▸ Work request:
Except for the pictures, reproduce the records word for word.

▸ Excerpted records:
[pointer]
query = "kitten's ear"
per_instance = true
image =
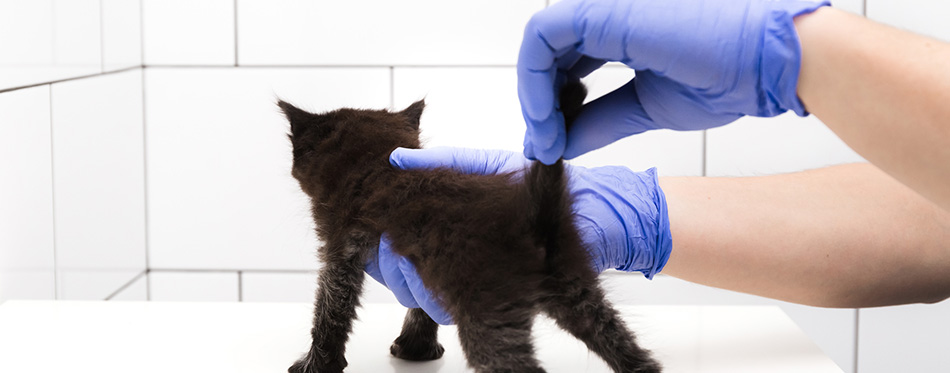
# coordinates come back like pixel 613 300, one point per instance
pixel 414 112
pixel 296 116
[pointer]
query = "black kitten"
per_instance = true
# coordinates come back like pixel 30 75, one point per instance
pixel 495 249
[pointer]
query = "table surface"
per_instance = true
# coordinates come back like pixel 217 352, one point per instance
pixel 59 336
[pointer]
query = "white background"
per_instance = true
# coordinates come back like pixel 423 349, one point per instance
pixel 142 156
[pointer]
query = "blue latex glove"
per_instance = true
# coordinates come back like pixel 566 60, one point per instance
pixel 621 215
pixel 699 64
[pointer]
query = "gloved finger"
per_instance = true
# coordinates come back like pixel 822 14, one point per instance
pixel 547 35
pixel 609 118
pixel 679 107
pixel 547 32
pixel 393 277
pixel 536 93
pixel 423 296
pixel 549 155
pixel 470 161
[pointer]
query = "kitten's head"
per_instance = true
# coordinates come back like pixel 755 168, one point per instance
pixel 330 146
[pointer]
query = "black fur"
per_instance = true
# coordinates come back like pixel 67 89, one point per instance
pixel 495 249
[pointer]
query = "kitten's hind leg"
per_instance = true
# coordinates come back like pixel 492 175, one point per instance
pixel 499 342
pixel 579 307
pixel 419 338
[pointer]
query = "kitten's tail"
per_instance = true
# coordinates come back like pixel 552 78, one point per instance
pixel 548 186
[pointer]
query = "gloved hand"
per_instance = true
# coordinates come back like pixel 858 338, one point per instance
pixel 699 64
pixel 621 216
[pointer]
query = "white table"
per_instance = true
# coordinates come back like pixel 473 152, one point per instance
pixel 69 336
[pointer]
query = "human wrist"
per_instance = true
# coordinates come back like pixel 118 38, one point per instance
pixel 781 56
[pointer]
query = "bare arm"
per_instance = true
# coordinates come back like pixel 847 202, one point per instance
pixel 843 236
pixel 885 92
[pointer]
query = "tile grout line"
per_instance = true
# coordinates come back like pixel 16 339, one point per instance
pixel 102 42
pixel 235 34
pixel 145 171
pixel 392 88
pixel 209 270
pixel 53 195
pixel 51 82
pixel 126 285
pixel 142 32
pixel 240 286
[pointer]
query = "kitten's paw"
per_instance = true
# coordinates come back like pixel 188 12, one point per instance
pixel 306 365
pixel 415 350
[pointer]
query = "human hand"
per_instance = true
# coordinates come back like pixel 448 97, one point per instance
pixel 621 216
pixel 699 64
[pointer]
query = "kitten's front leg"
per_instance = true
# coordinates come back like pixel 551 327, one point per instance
pixel 340 284
pixel 419 338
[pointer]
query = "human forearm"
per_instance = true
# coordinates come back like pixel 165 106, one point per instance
pixel 884 92
pixel 844 236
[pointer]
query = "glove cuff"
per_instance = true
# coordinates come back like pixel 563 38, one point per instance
pixel 646 223
pixel 781 57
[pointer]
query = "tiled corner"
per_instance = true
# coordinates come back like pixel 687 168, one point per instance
pixel 219 186
pixel 926 17
pixel 910 338
pixel 26 194
pixel 99 183
pixel 76 33
pixel 761 146
pixel 381 32
pixel 183 32
pixel 121 34
pixel 193 286
pixel 137 290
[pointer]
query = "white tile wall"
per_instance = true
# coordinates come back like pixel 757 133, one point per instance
pixel 183 32
pixel 26 196
pixel 193 286
pixel 47 40
pixel 76 33
pixel 787 143
pixel 910 338
pixel 467 107
pixel 220 191
pixel 98 174
pixel 381 32
pixel 926 17
pixel 832 330
pixel 136 291
pixel 299 287
pixel 121 34
pixel 278 287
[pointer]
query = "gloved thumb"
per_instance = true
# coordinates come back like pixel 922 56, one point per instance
pixel 609 118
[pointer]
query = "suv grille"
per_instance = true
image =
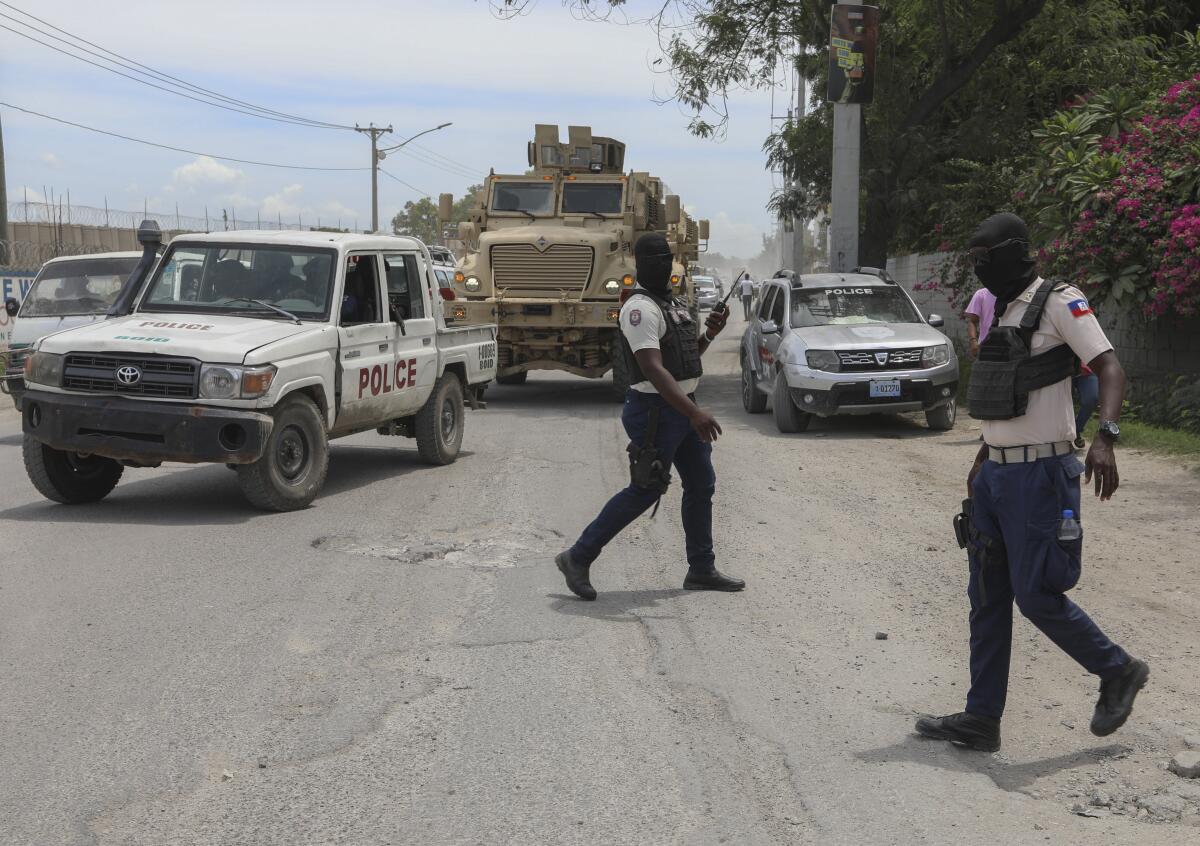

▸ Output of the task:
[pointer]
query = "kitten's ear"
per_instance = true
image =
# coordinates come back like pixel 613 300, one point per instance
pixel 414 112
pixel 296 116
[pointer]
query = "black kitten"
per_instance = true
# coordinates come back like pixel 30 75, one point per instance
pixel 495 249
[pointer]
query = "table surface"
per_instance = true
# coordinates come back like pixel 217 352, one point per instance
pixel 59 336
[pointer]
query = "white background"
per_instance = true
# coordinates come back like pixel 423 349, one point per instance
pixel 142 156
[pointer]
query = "blue latex glove"
per_instance = true
# coordinates come back like pixel 566 60, one point per instance
pixel 621 215
pixel 699 64
[pointer]
query = "gloved finger"
per_instance = true
# coordinates come back like pixel 822 14, one point per instance
pixel 547 35
pixel 609 118
pixel 679 107
pixel 547 32
pixel 393 277
pixel 536 93
pixel 423 296
pixel 549 155
pixel 470 161
[pointer]
query = "kitten's head"
per_instance = true
# coordinates come back like pixel 755 168, one point per instance
pixel 330 146
[pointer]
query = "black fur"
per_instance = true
# coordinates come back like pixel 67 89, one point per instance
pixel 495 249
[pointer]
query = "kitten's hind leg"
per_instance = true
# coordinates come back like pixel 492 175, one point per instance
pixel 499 342
pixel 579 307
pixel 419 338
[pointer]
query = "kitten's tail"
per_instance = true
# coordinates come back like pixel 552 78, one point per instance
pixel 548 186
[pointer]
query = "gloved hand"
per_instance = true
# coordinates come back like pixel 858 338, one point per instance
pixel 699 64
pixel 621 216
[pointer]
query = "white table"
per_instance = true
# coordinates come back like pixel 473 152, one point per instance
pixel 69 336
[pointer]
query = "human wrist"
per_instance = true
# coordinates come back like pixel 118 38, one point per instance
pixel 781 56
[pointer]
query = "bare arm"
per_instance = true
# coordinates come back like pixel 847 202, one point per instance
pixel 843 236
pixel 885 92
[pointer]
query = "tile grout line"
per_instance = true
# coordinates come back like pixel 16 339, one point per instance
pixel 102 42
pixel 235 34
pixel 145 171
pixel 392 88
pixel 209 270
pixel 53 195
pixel 51 82
pixel 126 285
pixel 142 32
pixel 240 286
[pointer]
query = "kitten's paw"
per_instance = true
# coordinates come back like pixel 188 12, one point per instance
pixel 306 365
pixel 415 350
[pointer]
query = "human hand"
per_instance = true
# coordinates come back like pixel 448 97, one point per instance
pixel 621 216
pixel 699 64
[pointer]
query = "kitten's front leg"
per_instance = true
# coordinates come back like pixel 551 327, one point per instance
pixel 340 284
pixel 419 338
[pointer]
query = "human forearm"
per_instance = true
# coordinates come back like pixel 165 106, one point per instance
pixel 884 92
pixel 844 236
[pointer]
query = "glove cuff"
per_instance = true
# coordinates come back like pixel 563 38, one point per instance
pixel 646 223
pixel 781 57
[pointer]
query = "tiled corner"
per_instance = true
# coordinates come back like pixel 687 168, one point per instance
pixel 219 186
pixel 926 17
pixel 910 338
pixel 26 194
pixel 99 183
pixel 76 33
pixel 761 146
pixel 381 32
pixel 183 32
pixel 121 34
pixel 193 286
pixel 137 290
[pointer]
query = "white tile wall"
per_instance = true
# coordinates come back like pixel 757 133, one point per instance
pixel 183 32
pixel 26 196
pixel 193 286
pixel 47 40
pixel 76 33
pixel 787 143
pixel 910 338
pixel 467 107
pixel 220 191
pixel 98 174
pixel 381 32
pixel 926 17
pixel 832 330
pixel 136 291
pixel 299 287
pixel 121 34
pixel 278 287
[pointer]
query = "gloved thumb"
per_instance = true
# coordinates come back like pixel 922 56, one point per instance
pixel 609 118
[pointer]
query = "suv grille"
per_instance = true
image =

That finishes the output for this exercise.